[Stored entries]
□ □ □ □

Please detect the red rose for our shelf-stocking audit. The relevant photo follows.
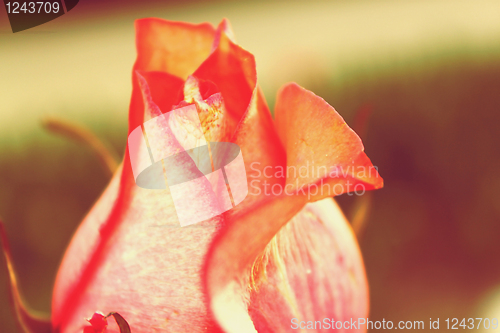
[0,19,383,333]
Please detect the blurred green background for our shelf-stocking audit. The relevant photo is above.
[0,0,500,332]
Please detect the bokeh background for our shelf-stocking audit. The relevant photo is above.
[0,0,500,332]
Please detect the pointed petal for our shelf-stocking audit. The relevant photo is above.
[204,192,307,333]
[134,18,215,80]
[52,76,229,332]
[248,198,368,333]
[275,83,383,200]
[0,220,52,333]
[194,33,257,120]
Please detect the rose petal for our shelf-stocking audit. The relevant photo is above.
[248,198,368,332]
[0,219,51,333]
[134,18,215,80]
[275,83,383,196]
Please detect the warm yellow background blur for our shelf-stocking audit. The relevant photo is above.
[0,0,500,332]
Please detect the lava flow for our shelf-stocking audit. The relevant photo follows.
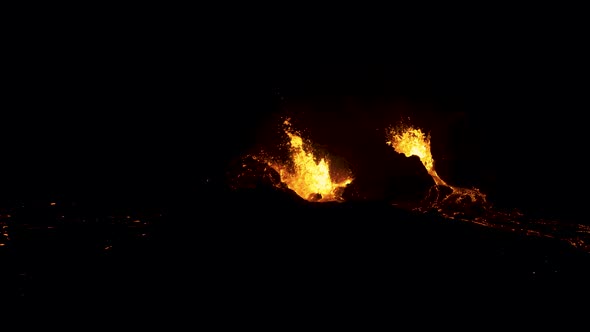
[386,119,590,252]
[246,119,353,202]
[386,120,488,212]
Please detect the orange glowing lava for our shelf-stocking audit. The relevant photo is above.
[386,120,487,212]
[257,119,353,202]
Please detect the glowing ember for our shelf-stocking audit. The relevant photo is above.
[386,126,447,186]
[386,120,487,212]
[262,119,352,202]
[386,120,590,252]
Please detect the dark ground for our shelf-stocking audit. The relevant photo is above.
[0,11,590,316]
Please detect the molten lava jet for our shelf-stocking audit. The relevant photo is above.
[386,120,590,252]
[243,119,353,202]
[386,124,488,212]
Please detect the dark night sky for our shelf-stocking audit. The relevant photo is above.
[0,11,587,219]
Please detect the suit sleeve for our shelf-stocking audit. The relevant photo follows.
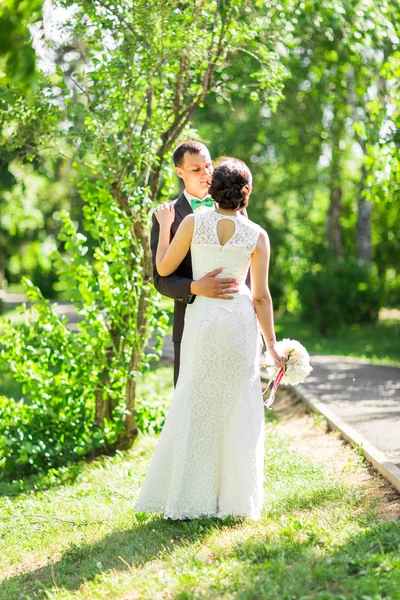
[150,214,196,304]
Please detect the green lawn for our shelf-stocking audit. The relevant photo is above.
[275,316,400,364]
[0,368,400,600]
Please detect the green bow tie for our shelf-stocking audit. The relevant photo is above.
[190,198,214,210]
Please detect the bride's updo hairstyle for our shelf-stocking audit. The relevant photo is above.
[209,156,252,210]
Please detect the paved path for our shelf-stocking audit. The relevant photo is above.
[163,336,400,467]
[292,356,400,467]
[6,294,400,467]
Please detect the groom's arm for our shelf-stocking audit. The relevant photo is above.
[150,214,196,304]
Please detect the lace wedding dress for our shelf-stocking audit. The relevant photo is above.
[134,211,264,520]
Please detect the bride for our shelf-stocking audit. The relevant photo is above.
[134,157,285,520]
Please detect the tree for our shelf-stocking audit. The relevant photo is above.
[3,0,284,474]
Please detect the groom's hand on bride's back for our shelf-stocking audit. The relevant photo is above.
[190,267,239,300]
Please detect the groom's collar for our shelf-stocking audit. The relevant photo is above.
[174,192,193,220]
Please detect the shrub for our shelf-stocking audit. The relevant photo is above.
[298,259,383,335]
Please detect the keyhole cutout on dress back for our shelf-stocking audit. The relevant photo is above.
[217,219,236,246]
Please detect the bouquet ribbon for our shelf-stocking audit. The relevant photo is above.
[264,367,285,410]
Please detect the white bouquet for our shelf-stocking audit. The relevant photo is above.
[260,338,312,410]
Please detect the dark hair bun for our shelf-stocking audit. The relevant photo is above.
[209,157,251,210]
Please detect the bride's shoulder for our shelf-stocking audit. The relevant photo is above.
[241,215,266,233]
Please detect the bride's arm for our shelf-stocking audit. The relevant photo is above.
[156,215,194,277]
[250,230,284,366]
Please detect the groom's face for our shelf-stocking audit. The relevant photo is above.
[176,148,214,198]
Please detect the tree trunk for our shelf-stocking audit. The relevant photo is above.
[326,187,342,256]
[356,164,372,264]
[326,105,343,256]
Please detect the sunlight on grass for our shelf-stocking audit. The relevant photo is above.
[0,368,400,600]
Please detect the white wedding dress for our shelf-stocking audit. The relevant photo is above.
[134,210,264,520]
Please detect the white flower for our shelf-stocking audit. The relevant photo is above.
[261,338,312,385]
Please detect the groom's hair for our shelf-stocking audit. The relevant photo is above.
[173,140,207,167]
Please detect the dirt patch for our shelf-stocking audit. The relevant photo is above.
[268,391,400,521]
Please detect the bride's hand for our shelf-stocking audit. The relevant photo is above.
[154,204,175,227]
[268,344,286,368]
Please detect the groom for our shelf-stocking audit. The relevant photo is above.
[151,140,250,386]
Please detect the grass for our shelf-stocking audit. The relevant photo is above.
[0,368,400,600]
[275,316,400,364]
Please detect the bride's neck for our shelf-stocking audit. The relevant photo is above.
[216,207,239,216]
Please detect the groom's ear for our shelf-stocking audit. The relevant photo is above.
[175,167,183,179]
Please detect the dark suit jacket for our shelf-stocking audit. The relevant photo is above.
[150,192,250,343]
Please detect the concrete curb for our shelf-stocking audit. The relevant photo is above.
[261,375,400,492]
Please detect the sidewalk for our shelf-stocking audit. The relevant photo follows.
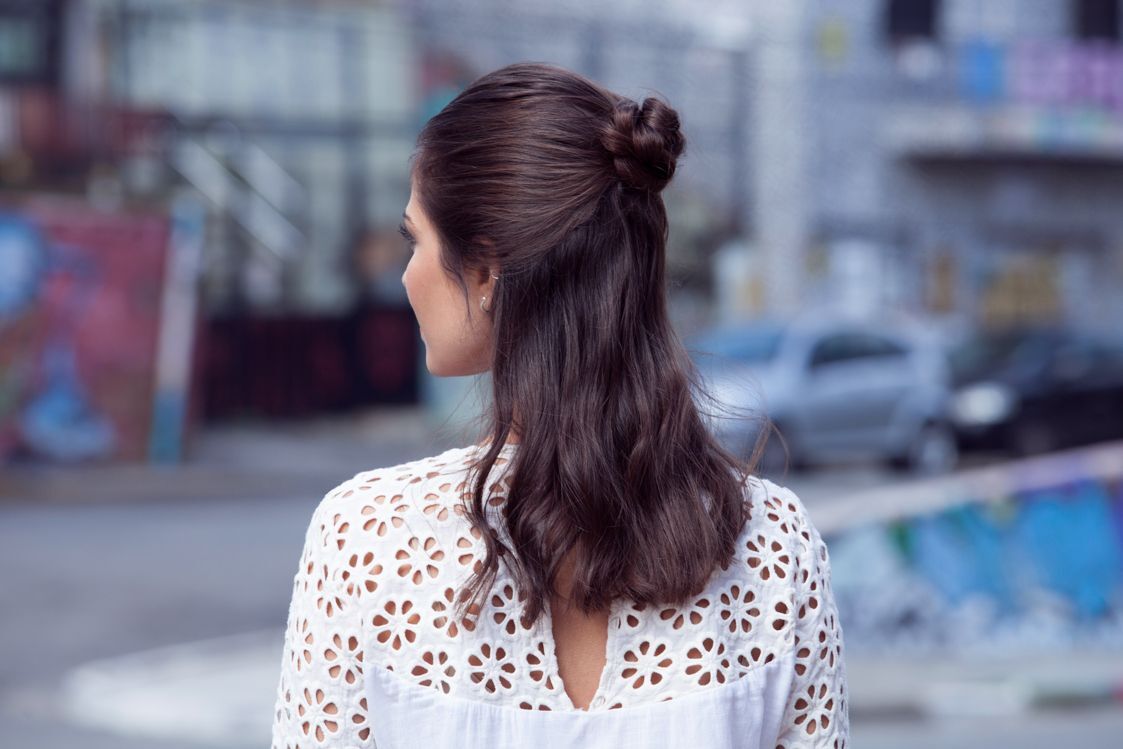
[0,407,446,504]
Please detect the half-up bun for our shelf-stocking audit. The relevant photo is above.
[602,97,686,193]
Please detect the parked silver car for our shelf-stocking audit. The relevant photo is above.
[686,320,958,473]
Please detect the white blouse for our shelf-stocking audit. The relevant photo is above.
[272,444,849,749]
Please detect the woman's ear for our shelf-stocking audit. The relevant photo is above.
[473,237,500,299]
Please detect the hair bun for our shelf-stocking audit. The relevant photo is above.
[603,97,686,193]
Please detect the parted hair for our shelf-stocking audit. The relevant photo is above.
[411,62,758,625]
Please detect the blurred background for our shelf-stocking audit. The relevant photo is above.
[0,0,1123,749]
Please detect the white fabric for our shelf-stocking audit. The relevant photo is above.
[272,445,849,749]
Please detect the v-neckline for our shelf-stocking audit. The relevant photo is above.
[469,442,626,713]
[539,599,623,713]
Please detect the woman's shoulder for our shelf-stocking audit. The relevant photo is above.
[728,476,829,594]
[296,445,494,587]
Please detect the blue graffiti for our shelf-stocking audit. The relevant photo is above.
[0,213,46,323]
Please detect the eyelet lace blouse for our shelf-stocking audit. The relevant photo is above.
[272,444,849,749]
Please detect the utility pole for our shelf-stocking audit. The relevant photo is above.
[749,0,811,317]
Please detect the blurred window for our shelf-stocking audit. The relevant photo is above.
[1072,0,1120,40]
[811,332,906,367]
[885,0,940,42]
[691,327,783,364]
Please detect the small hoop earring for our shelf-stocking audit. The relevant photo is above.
[480,273,499,312]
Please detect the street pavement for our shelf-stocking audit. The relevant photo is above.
[0,409,1123,749]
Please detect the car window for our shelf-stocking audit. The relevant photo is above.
[809,332,907,367]
[690,327,783,364]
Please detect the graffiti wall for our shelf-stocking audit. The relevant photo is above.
[824,446,1123,654]
[0,200,168,463]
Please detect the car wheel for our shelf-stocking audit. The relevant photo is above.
[891,422,959,476]
[1011,420,1057,457]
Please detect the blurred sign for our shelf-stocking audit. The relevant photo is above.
[0,200,181,462]
[0,0,63,83]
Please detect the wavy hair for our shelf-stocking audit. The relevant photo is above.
[411,62,759,625]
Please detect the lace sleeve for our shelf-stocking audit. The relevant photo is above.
[776,487,850,749]
[272,484,374,749]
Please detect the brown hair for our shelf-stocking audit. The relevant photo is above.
[411,63,759,625]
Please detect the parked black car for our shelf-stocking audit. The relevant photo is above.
[950,327,1123,455]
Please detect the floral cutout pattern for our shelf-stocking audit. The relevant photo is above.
[272,446,849,749]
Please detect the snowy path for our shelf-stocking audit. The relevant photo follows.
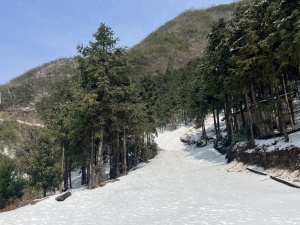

□ □ □ □

Task to complete:
Print every row above word for word, leaving the pictures out.

Output for this task:
Please detect the red rose for our shelf-stocking audit. The relevant photo follows.
[0,19,383,333]
Please detect the blurred green background for our shelf-stocking audit. The relevant photo is above.
[0,0,500,332]
Please detect the bokeh background for our shelf-stocking audit. The relevant photo is above.
[0,0,500,332]
Please detect the pointed petal for our shelf-stocking audit. The relevant photo is above.
[204,192,307,333]
[134,18,215,80]
[52,76,229,332]
[248,198,368,333]
[275,83,383,200]
[0,220,52,333]
[194,33,257,120]
Please detect the rose petal for our shelf-stocking audit. The relevant photo is above.
[248,198,368,332]
[0,219,51,333]
[134,18,215,80]
[275,83,383,196]
Please detect the warm yellow background blur for our shelf-stocking audit. The relevant photo is above.
[0,0,500,332]
Please detect the lava flow for our shelf-stocking audit. The relevant photo follows.
[386,119,590,252]
[246,119,353,202]
[386,120,488,212]
Please detect the orange glowing lava for our shelf-stocking audit. The relevant photo is above.
[386,120,487,212]
[257,119,353,202]
Please detect the glowing ember for our shelf-stocking audit. The relevant photo is above.
[386,126,447,186]
[386,120,487,212]
[262,119,352,202]
[386,120,590,252]
Please detect the dark ground for our shelf-stocking audit. The relevant photo is above.
[0,11,590,316]
Please detect the molten lava jet for our shelf-stocking audit. The relevant photo is above.
[386,120,590,252]
[243,119,353,202]
[386,124,488,212]
Please detect the dark night sky for our shelf-stocking audit. The relevant photo is above.
[0,11,587,219]
Please detect the suit sleeve for our shelf-stocking audit. The relevant photo follows.
[150,214,196,304]
Please detect the green lawn for our shelf-stocking audit. The relevant photo is above.
[275,316,400,364]
[0,368,400,600]
Please detect the green bow tie for our shelf-stocking audit. The relevant photo is above.
[190,198,214,210]
Please detect the bride's updo hairstyle for our shelf-stocking audit. The relevant photo is above.
[209,156,252,210]
Please detect the paved path for our shelf-stocking audit. The relevant photo is above.
[163,336,400,467]
[292,356,400,467]
[6,294,400,467]
Please detect the groom's arm for our shelf-stocking audit. The relevant photo is above.
[150,214,196,304]
Please detect the lace wedding dress for our shelf-stocking audit. The relevant photo is above.
[134,211,264,520]
Please detect the bride for our shelf-stocking audit. The relevant photo is above.
[134,157,285,520]
Please detect the tree for our shelf-stocking audit. The relevant photo is above.
[3,0,284,474]
Please detect the groom's hand on bride's back for our shelf-stocking audit. The relevant photo is above.
[190,267,239,300]
Please detect the groom's collar for our shelf-stocking audit. The relevant photo is above.
[174,192,193,220]
Please detect the shrub for our shelf-stocking audit. The relevant photo is above.
[298,259,383,335]
Please detect the keyhole cutout on dress back for our shelf-stocking audit. The relevant photo is above.
[217,219,236,246]
Please detect the bouquet ribbon for our shelf-stocking audit. The relevant photo is above.
[264,367,285,410]
Please detect the white bouquet for our shelf-stocking audit. The relevant photo is above.
[260,338,312,410]
Please detect the dark hair bun for our shelf-stocking audit. The relevant photo is above.
[209,157,251,210]
Please detect the bride's shoulder for our shelf-stocking audit. The relevant photo is above.
[241,215,266,233]
Please detect the bride's arm for our shelf-stocking audit. The relevant photo is above.
[156,215,194,277]
[250,230,284,366]
Please detect the groom's face for our shelf-stocking audit. The relevant photo is above.
[176,148,214,198]
Please detect the tree trunk for our shelf-stocking audit. The relevant photo is above.
[326,187,342,256]
[356,164,372,264]
[326,105,343,256]
Please detect the sunlight on grass for our shelf-stocking audit. The relevant photo is above.
[0,368,400,600]
Please detect the white wedding dress for our shelf-stocking audit. The relevant photo is above.
[134,210,264,520]
Please detect the white flower for our shelf-stocking audit. The relevant photo is above.
[261,338,312,385]
Please detect the groom's hair for our shelf-stocking audit. The relevant photo is above.
[173,140,207,167]
Please detect the dirt patch for our shelf-stocking audit. The relevant photo is above.
[268,391,400,521]
Please detect the bride's hand for our shelf-stocking audit. The relevant photo is above.
[154,204,175,227]
[268,344,286,368]
Please detect the groom for our shelf-stocking audit. The relevant photo is above.
[151,140,250,386]
Please detect the grass for our shelf-stocking audit. The relevant photo is above.
[0,368,400,600]
[275,316,400,364]
Please detect the bride's neck for our shelf-stocking audit. The relevant photo is above.
[216,207,239,216]
Please detect the groom's ear for our shelf-stocking audit. The relevant photo is above.
[175,167,183,179]
Please detect the dark suit jacket for our shelf-stocking audit. The relevant photo is above.
[150,192,250,343]
Please detect the concrete curb for our shelf-stocking audit. The relevant photo is above.
[261,375,400,492]
Please detect the sidewalk for our shelf-stocking audit. The relevant photo follows.
[0,407,446,504]
Please detect the half-up bun for our shelf-stocking audit. The relevant photo is above.
[602,97,686,193]
Please detect the parked silver car for our shelf-stocking audit. The relevant photo is above.
[686,320,958,473]
Please detect the white blouse for our shelf-stocking audit. The relevant photo is above.
[272,444,849,749]
Please detect the woman's ear for our shelf-stocking audit. The relevant photo is above.
[473,237,500,299]
Please detect the hair bun for our shelf-stocking audit. The relevant photo is above.
[603,97,686,193]
Please detect the parted hair for our shelf-stocking audit. The relevant photo is above.
[411,62,758,625]
Please detect the blurred background for our shelf-stocking audit. The relevant photo is above.
[0,0,1123,749]
Please detect the white fabric for our shelf-stocking audit. The relevant photo is above.
[272,445,849,749]
Please detect the v-neckline for our shelf-stocking audit. The relevant photo is above.
[469,442,626,713]
[539,599,623,713]
Please detect the woman's shoulder for our shelf-stocking audit. The relevant photo is above.
[728,476,829,594]
[296,445,494,587]
Please detect the blue graffiti for our shelf-stocking audit. The relevant photo is above.
[0,213,46,323]
Please detect the eyelet lace blouse for our shelf-stocking audit. The relevant photo is above.
[272,444,849,749]
Please detect the utility pole for our shelf-stocking audit. The relevant photo is above.
[749,0,811,317]
Please detect the blurred window for our shelf-stocking audit. The relevant photo is above.
[1072,0,1120,40]
[811,332,906,367]
[885,0,940,42]
[691,327,783,364]
Please detect the small hoop earring for our shelf-stocking audit. The relevant photo is above.
[480,273,499,312]
Please detect the street pavement for our shelf-stocking audit. The relevant photo is above.
[0,409,1123,749]
Please detect the car window for our shelf-stocking audit. The relevant photo is above.
[809,332,907,367]
[690,327,783,364]
Please detect the graffiti wall for our shelf-stocking audit. The relevant photo is above.
[824,446,1123,654]
[0,200,168,463]
Please detect the car wheel for our shelf-stocking audit. The relevant photo is above.
[891,422,959,476]
[1011,420,1057,457]
Please detect the blurred sign for our shelf-stocking audit. The relevant photo is above.
[0,200,181,462]
[0,0,63,83]
Please detect the wavy hair for our shelf-stocking audit. The relevant photo is above.
[411,62,759,625]
Please detect the lace sleeve for our shelf-stocking audit. The relevant photo is above.
[776,487,850,749]
[272,484,374,749]
Please detect the brown hair for our shelf-stocking audit. The relevant photo is above.
[411,63,759,625]
Please detect the parked black car for our shelf-stocking audit. The relevant photo is above.
[950,327,1123,455]
Please detect the floral cutout pattern for our shelf-stocking audit. The relevant photo is above.
[272,446,849,749]
Please detect the snowy path for our shelf-stocking audit. The relevant photo follows.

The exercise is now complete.